Instructions for the task
Repeat, word for word, the passage of the forum thread below on buying an Outback trailer that runs from "Hello to all" up to and including "in the forums.".

Selected excerpt
--- BEGIN ---

# Newbie



## ywhat2000 (Apr 24, 2005)

Hello to all !

I'm glad to have found such a great site, tomorrow we go shopping for our 1st Outback. We hope to purchase a 31 RQ-S the dealer says he has one loaded I believe in a Sydney Series. Any comments will be appreciated. We will send our donation the day we become owners of the outback T/T. Thank you all for giving us the chance to read about this great camper and all the people in the forums.







Thanks again!!!!


----------



## Not Yet (Dec 13, 2004)

Welcome.

A few things to think about when your dealer is trying to sell you OPTIONS. The 31RQS only come in the "Sydney" line. The trailer you will look at is not an upgrade from any other 31RQS. All of the "options" come standard from the factory. The dealer can only choose color when ordering from the factory. Do not let the dealership try to tell you that they are paying extra for any of that stuff. The negociable parts are batteries, hitches and dealer add ons (maxx air vents, slide toppers, quickie flush, the list is endless). Ensure when talking price that the dealer itemizes EVERYTHING. Some will try to toss in delivery fees or pre fees. As long as you get to see the bottom line out the door price, you can comparison shop. Never take the first offer. Good luck and let us know how it goes.

Jared


----------



## Sexy Momma (Apr 18, 2005)

Good luck with the purchase and let us know how it went.

Now take a deep breath...and............GO FOR IT!

Really though, I want to wish you the best of luck tomorrow. I hope everything works out and you get a great deal.


----------



## ywhat2000 (Apr 24, 2005)

Sexy Momma said:


> Good luck with the purchase and let us know how it went.
> 
> Now take a deep breath...and............GO FOR IT!
> 
> ...


----------



## ywhat2000 (Apr 24, 2005)

Thank you ... i hope we are making the right choice. Hopefully we get a well built rig. from all i can rsearch it seems to be a great choice.


----------



## Oregon_Camper (Sep 13, 2004)

Welcome to our little group and GREAT choice on the Outback.


----------



## mswalt (Sep 14, 2004)

ywhat2000,

If you've got the TV, go with that TT! I love that 31!









Congrats on choosing Outback.

Mark


----------



## Castle Rock Outbackers (Jan 18, 2004)

Yeah, that 31 RQ-S is the "big daddy" of all Outback travel trailers. What are you towing with? That puppy is probably pushing 7,600 pounds dry including options and propane.

Randy


----------

--- END ---

Record set
--- BEGIN ---

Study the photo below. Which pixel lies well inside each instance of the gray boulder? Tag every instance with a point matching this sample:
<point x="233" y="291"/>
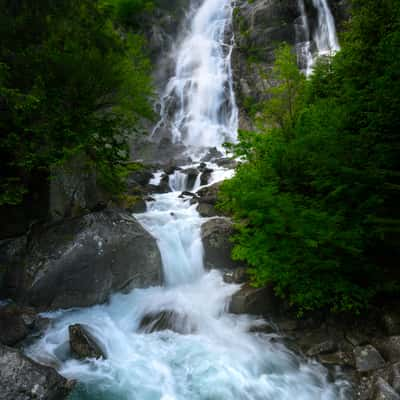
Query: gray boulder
<point x="383" y="391"/>
<point x="23" y="379"/>
<point x="215" y="235"/>
<point x="256" y="301"/>
<point x="81" y="261"/>
<point x="368" y="358"/>
<point x="83" y="344"/>
<point x="167" y="320"/>
<point x="389" y="347"/>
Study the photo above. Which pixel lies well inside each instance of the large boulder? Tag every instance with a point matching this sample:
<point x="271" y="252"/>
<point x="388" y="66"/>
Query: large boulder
<point x="167" y="320"/>
<point x="83" y="260"/>
<point x="83" y="344"/>
<point x="24" y="379"/>
<point x="207" y="200"/>
<point x="216" y="234"/>
<point x="389" y="347"/>
<point x="256" y="301"/>
<point x="383" y="391"/>
<point x="368" y="359"/>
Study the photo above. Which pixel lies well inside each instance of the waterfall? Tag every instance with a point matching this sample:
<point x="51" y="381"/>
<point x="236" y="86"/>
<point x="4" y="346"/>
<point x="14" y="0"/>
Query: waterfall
<point x="323" y="41"/>
<point x="208" y="353"/>
<point x="198" y="105"/>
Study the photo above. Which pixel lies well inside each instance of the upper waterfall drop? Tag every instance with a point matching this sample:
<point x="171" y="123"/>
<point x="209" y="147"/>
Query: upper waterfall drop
<point x="198" y="106"/>
<point x="322" y="41"/>
<point x="325" y="36"/>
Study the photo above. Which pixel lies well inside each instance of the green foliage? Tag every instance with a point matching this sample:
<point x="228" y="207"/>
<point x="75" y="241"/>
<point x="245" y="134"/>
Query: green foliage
<point x="316" y="202"/>
<point x="70" y="82"/>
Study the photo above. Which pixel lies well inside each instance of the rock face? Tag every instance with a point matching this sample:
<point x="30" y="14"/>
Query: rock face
<point x="383" y="391"/>
<point x="164" y="320"/>
<point x="215" y="235"/>
<point x="368" y="358"/>
<point x="23" y="379"/>
<point x="260" y="26"/>
<point x="81" y="261"/>
<point x="83" y="344"/>
<point x="256" y="301"/>
<point x="207" y="199"/>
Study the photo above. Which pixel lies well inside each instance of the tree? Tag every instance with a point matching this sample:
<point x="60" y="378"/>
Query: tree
<point x="70" y="82"/>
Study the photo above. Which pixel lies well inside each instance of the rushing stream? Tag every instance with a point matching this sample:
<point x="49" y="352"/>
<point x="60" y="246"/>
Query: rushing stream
<point x="214" y="357"/>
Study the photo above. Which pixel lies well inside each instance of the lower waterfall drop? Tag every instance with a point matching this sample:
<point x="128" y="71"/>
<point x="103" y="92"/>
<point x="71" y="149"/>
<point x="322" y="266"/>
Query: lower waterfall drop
<point x="203" y="352"/>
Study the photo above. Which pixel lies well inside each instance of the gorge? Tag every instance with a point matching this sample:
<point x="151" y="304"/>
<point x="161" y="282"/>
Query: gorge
<point x="206" y="353"/>
<point x="138" y="297"/>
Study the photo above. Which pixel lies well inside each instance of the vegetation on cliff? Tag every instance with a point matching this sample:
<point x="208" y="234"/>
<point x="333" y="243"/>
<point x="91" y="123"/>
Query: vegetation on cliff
<point x="73" y="79"/>
<point x="316" y="203"/>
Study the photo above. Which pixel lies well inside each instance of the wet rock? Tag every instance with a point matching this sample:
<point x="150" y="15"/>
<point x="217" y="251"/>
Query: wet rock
<point x="263" y="327"/>
<point x="83" y="260"/>
<point x="391" y="322"/>
<point x="18" y="322"/>
<point x="256" y="301"/>
<point x="326" y="347"/>
<point x="82" y="343"/>
<point x="166" y="320"/>
<point x="209" y="194"/>
<point x="212" y="154"/>
<point x="367" y="358"/>
<point x="13" y="328"/>
<point x="215" y="235"/>
<point x="206" y="210"/>
<point x="192" y="174"/>
<point x="394" y="378"/>
<point x="140" y="177"/>
<point x="341" y="358"/>
<point x="205" y="176"/>
<point x="383" y="391"/>
<point x="186" y="193"/>
<point x="227" y="162"/>
<point x="24" y="379"/>
<point x="389" y="348"/>
<point x="238" y="275"/>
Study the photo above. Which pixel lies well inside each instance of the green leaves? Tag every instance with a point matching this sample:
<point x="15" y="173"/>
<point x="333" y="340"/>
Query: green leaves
<point x="70" y="82"/>
<point x="317" y="199"/>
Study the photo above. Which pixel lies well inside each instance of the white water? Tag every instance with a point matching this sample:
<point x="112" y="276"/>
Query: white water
<point x="323" y="41"/>
<point x="201" y="95"/>
<point x="219" y="359"/>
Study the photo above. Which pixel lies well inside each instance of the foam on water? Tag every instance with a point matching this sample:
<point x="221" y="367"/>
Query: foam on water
<point x="219" y="359"/>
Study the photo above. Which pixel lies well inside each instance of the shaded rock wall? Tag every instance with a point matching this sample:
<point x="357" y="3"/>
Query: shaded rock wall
<point x="259" y="27"/>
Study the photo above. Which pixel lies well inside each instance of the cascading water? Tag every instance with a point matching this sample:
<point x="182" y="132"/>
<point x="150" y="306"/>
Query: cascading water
<point x="214" y="357"/>
<point x="199" y="103"/>
<point x="323" y="41"/>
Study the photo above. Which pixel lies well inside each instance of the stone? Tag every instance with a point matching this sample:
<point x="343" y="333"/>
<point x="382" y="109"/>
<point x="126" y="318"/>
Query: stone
<point x="391" y="323"/>
<point x="389" y="348"/>
<point x="394" y="378"/>
<point x="83" y="344"/>
<point x="342" y="358"/>
<point x="209" y="194"/>
<point x="205" y="176"/>
<point x="23" y="379"/>
<point x="368" y="358"/>
<point x="255" y="301"/>
<point x="238" y="275"/>
<point x="215" y="235"/>
<point x="329" y="346"/>
<point x="206" y="210"/>
<point x="263" y="327"/>
<point x="383" y="391"/>
<point x="13" y="328"/>
<point x="166" y="320"/>
<point x="192" y="174"/>
<point x="82" y="261"/>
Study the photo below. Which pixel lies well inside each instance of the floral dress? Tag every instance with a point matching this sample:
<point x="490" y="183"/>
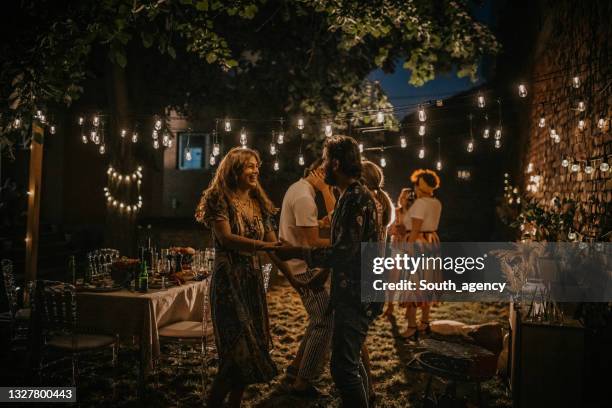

--- END ---

Response below
Hello to all !

I'm glad to have found such a great site, tomorrow we go shopping for our 1st Outback. We hope to purchase a 31 RQ-S the dealer says he has one loaded I believe in a Sydney Series. Any comments will be appreciated. We will send our donation the day we become owners of the outback T/T. Thank you all for giving us the chance to read about this great camper and all the people in the forums.